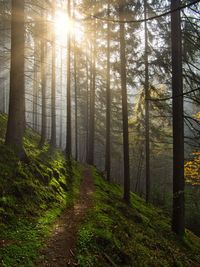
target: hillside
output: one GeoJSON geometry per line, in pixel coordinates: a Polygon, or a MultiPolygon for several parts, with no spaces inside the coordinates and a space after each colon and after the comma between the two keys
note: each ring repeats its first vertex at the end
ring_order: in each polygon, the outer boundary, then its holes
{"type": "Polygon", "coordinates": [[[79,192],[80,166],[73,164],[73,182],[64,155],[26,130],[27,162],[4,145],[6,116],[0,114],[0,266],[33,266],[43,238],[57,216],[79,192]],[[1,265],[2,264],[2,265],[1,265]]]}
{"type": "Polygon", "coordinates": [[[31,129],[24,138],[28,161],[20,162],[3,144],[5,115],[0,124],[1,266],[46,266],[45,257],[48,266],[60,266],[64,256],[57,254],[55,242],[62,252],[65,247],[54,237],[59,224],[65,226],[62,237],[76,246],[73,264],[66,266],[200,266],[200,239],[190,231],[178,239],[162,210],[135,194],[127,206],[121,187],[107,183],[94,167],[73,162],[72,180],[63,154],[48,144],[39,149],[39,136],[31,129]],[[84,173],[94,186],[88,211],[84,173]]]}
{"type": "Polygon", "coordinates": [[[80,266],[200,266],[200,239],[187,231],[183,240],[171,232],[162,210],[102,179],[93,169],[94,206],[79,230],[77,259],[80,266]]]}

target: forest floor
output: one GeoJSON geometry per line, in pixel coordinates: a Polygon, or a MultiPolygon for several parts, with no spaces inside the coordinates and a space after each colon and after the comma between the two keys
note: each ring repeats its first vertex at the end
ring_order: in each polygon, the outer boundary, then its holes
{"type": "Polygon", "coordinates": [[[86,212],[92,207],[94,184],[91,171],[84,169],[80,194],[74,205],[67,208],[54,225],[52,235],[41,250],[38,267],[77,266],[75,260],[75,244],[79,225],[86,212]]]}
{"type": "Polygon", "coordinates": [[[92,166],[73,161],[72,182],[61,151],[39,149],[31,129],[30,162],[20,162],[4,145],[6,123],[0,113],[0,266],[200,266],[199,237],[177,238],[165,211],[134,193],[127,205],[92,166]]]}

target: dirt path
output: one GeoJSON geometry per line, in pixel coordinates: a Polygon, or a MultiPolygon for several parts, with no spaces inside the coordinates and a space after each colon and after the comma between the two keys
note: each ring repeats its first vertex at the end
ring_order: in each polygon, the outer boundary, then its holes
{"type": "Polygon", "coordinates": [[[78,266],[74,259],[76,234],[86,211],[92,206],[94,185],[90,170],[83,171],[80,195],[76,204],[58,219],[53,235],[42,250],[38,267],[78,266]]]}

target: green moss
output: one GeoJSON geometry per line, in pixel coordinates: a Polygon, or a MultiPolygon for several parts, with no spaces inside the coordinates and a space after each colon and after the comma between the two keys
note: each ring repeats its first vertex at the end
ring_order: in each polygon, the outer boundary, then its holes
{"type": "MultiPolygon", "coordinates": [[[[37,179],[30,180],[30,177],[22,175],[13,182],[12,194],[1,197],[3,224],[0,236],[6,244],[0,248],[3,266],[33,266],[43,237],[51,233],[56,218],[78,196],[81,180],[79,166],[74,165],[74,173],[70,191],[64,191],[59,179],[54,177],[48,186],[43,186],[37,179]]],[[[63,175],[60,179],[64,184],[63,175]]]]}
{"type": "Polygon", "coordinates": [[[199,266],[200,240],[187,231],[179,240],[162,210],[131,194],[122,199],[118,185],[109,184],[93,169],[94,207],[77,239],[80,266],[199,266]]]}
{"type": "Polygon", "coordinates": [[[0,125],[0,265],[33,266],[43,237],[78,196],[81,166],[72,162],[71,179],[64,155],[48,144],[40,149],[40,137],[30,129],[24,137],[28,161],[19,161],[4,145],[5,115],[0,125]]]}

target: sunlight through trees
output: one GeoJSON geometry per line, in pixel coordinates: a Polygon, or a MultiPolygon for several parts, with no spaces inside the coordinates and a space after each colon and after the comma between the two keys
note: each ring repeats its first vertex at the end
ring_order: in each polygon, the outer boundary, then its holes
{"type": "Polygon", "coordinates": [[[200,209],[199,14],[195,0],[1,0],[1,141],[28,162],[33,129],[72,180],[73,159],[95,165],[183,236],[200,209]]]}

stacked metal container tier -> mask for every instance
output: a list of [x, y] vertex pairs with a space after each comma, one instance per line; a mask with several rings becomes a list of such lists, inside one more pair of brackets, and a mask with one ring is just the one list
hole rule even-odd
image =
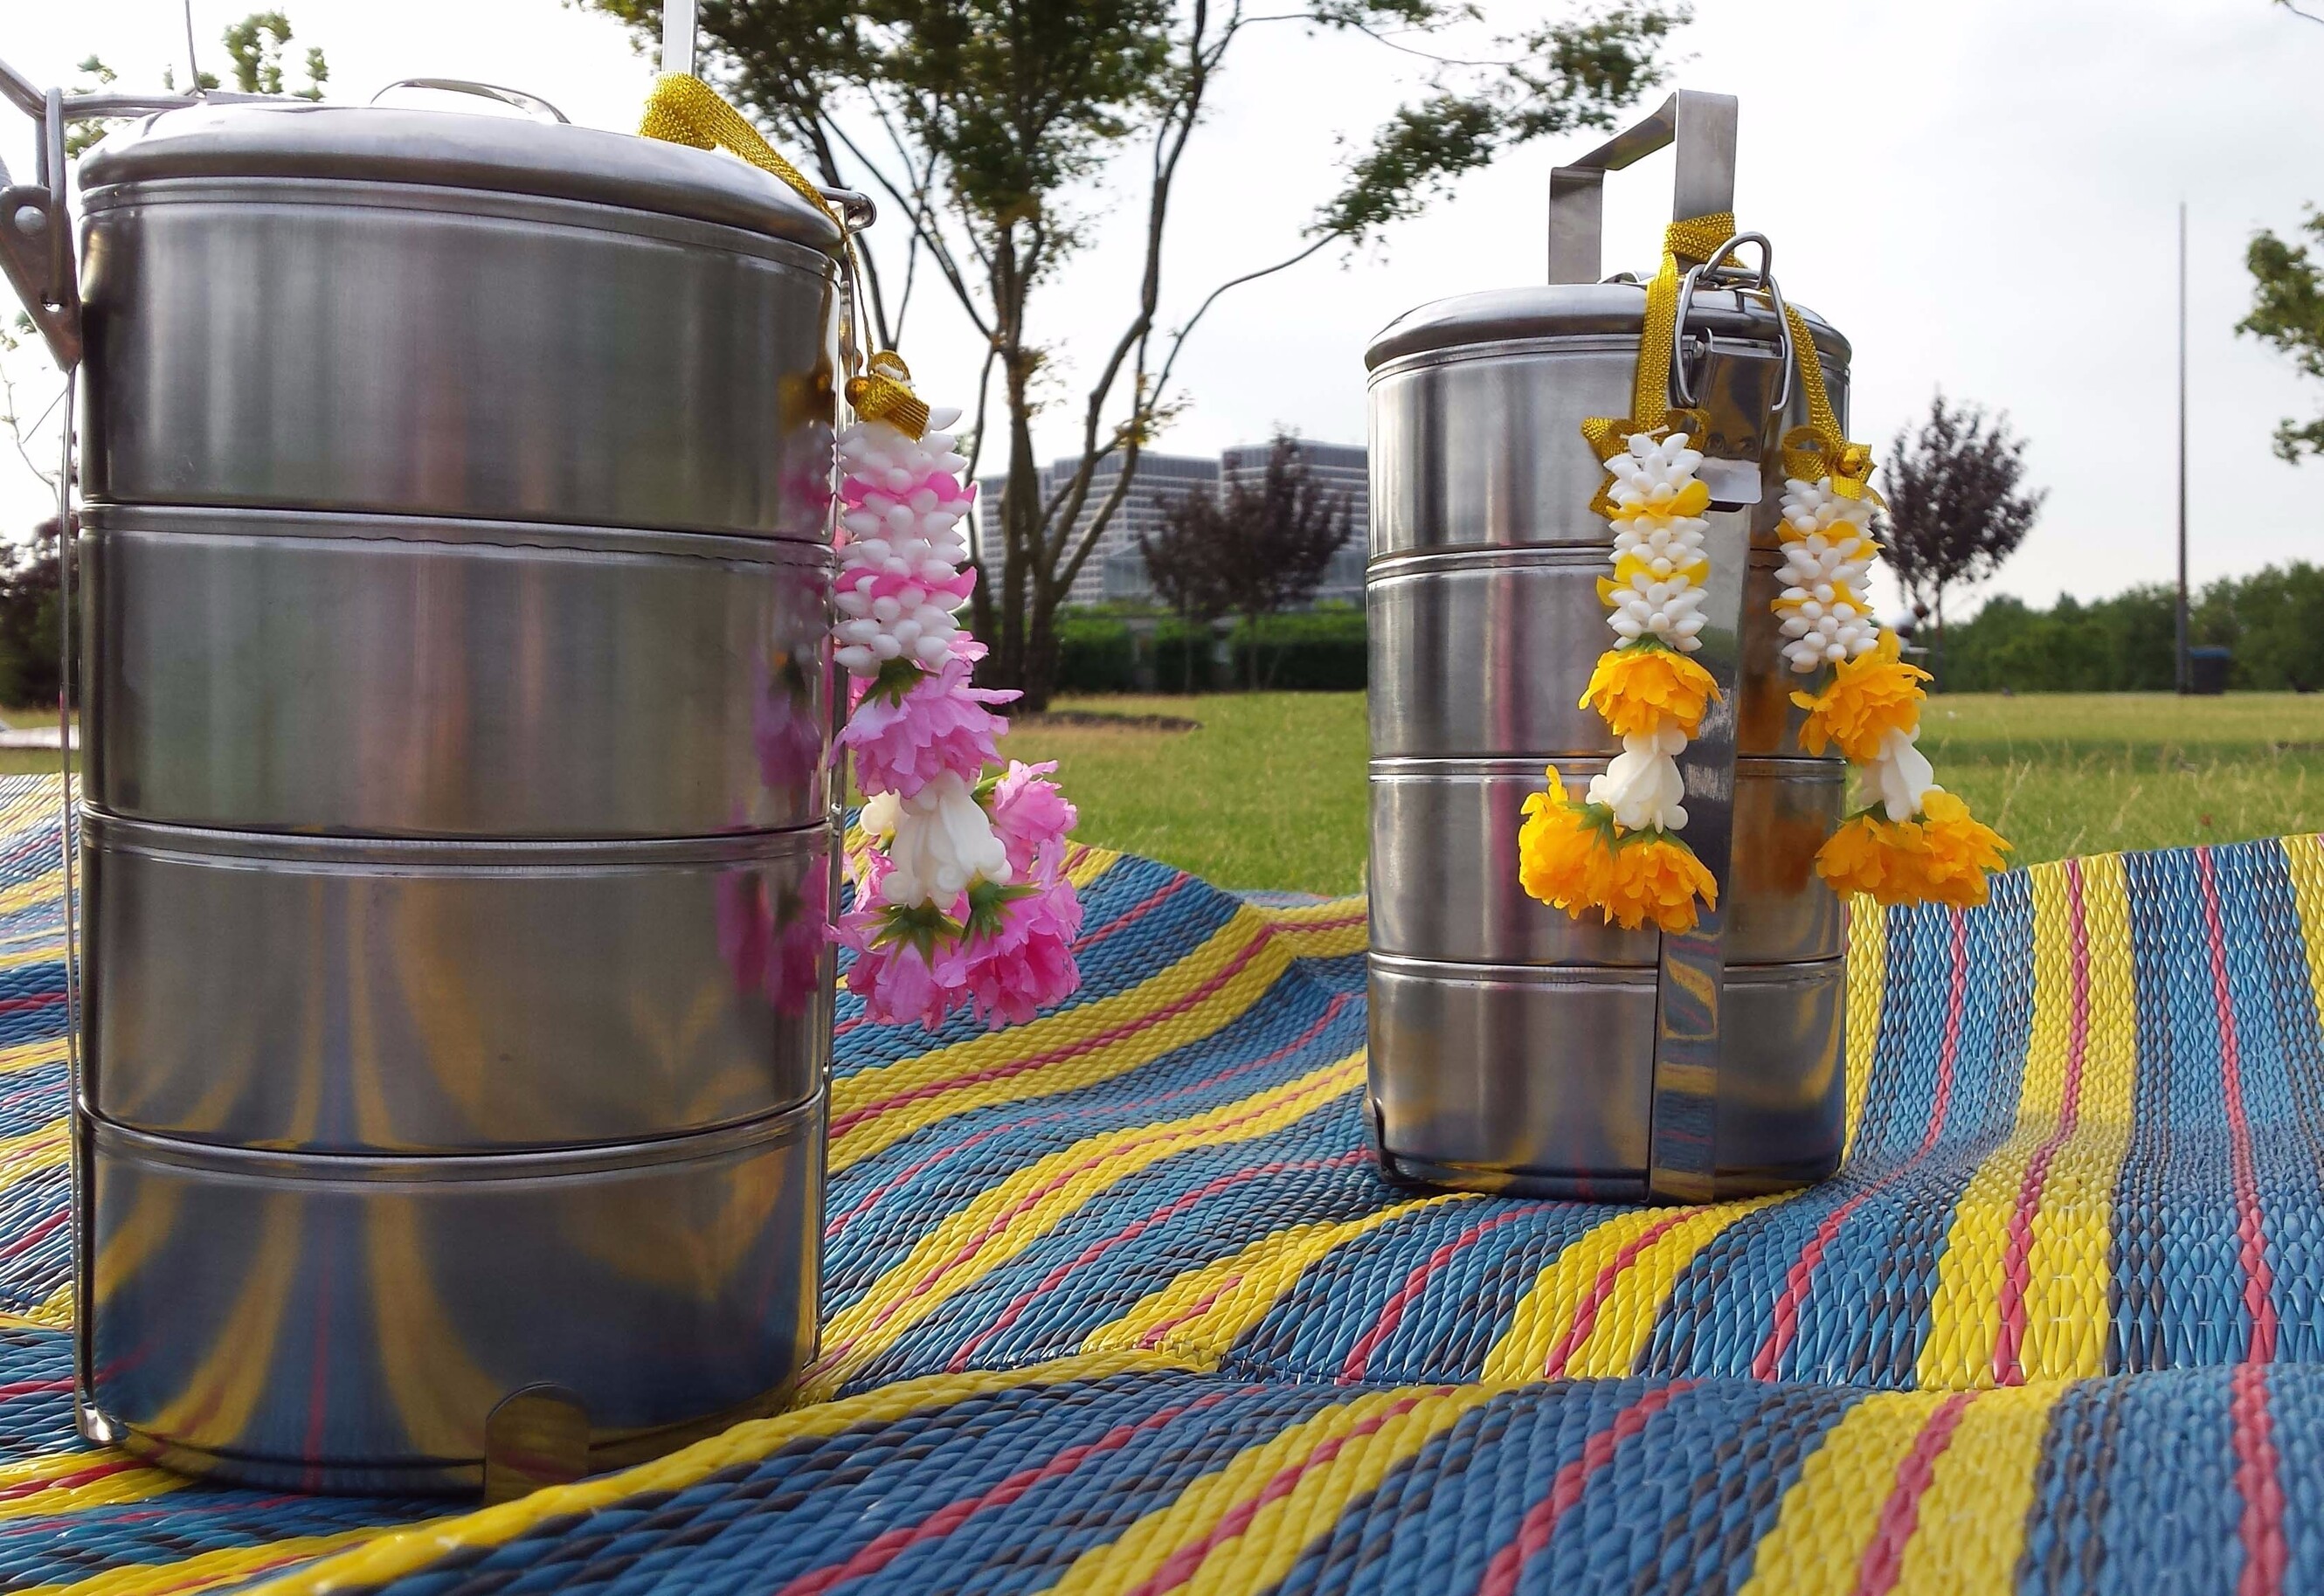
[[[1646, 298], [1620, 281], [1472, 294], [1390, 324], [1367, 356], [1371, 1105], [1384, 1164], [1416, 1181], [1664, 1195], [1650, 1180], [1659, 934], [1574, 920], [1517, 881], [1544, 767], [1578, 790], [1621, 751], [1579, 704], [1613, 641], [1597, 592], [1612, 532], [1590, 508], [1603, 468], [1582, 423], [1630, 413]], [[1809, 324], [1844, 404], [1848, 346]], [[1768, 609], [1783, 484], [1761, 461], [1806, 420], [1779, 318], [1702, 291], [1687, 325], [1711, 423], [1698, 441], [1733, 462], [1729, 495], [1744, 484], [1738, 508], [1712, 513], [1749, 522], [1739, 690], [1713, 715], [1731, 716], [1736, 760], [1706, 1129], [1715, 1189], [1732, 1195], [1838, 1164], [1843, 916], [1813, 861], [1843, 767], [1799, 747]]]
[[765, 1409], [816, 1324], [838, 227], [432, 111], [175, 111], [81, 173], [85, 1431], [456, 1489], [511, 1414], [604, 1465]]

Activity: Show, from the entries above, every line that includes the string "mask".

Response to the task:
stacked metal container tier -> mask for every instance
output: a list of [x, y] vertex pairs with a space after each comma, one instance per line; a mask with several rings becomes a list of such lists, inside one more pair of brackets, and a mask with one ring is just the one list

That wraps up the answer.